Write the data below out again, with each line matching the original.

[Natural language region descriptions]
<<<<
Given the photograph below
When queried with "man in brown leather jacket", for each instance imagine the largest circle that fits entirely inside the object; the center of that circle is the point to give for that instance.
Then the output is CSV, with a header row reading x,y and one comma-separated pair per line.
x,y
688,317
>>>>
▶ _TASK RESULT_
Given the photograph below
When queried with "man in brown leather jacket", for each instance imagine the largest circle that fits entirely inside the object; the center of that circle is the point to give for that instance.
Then the output is CSV, with a header row reading x,y and one comma-separated pair per line.
x,y
688,317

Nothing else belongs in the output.